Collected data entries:
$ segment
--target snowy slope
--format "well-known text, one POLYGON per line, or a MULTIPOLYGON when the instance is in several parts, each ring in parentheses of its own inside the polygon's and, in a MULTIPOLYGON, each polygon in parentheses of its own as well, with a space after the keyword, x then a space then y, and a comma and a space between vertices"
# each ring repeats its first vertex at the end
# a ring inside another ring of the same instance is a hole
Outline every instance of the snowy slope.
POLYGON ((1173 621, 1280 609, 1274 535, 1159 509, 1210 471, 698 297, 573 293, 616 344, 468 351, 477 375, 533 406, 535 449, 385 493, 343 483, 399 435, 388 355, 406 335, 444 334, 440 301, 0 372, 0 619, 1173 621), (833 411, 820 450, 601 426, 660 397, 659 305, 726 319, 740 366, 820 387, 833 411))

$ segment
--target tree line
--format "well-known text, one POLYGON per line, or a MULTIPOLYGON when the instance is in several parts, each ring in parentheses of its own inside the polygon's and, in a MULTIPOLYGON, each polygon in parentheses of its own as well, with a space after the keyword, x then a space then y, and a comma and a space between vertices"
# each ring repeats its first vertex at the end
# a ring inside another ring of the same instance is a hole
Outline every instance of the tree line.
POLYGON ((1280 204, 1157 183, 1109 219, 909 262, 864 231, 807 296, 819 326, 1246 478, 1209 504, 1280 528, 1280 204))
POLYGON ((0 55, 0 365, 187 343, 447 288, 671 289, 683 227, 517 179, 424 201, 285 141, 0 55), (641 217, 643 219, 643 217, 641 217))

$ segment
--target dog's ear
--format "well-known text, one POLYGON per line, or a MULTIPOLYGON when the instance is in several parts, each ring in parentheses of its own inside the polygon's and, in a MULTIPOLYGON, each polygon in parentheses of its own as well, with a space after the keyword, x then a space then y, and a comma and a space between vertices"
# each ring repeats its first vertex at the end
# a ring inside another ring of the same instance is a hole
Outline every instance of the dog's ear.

Exercise description: Look for the string "target" in the data above and return every line that has it.

Solution for this task:
--target snowy slope
--target tree line
--target dog's ear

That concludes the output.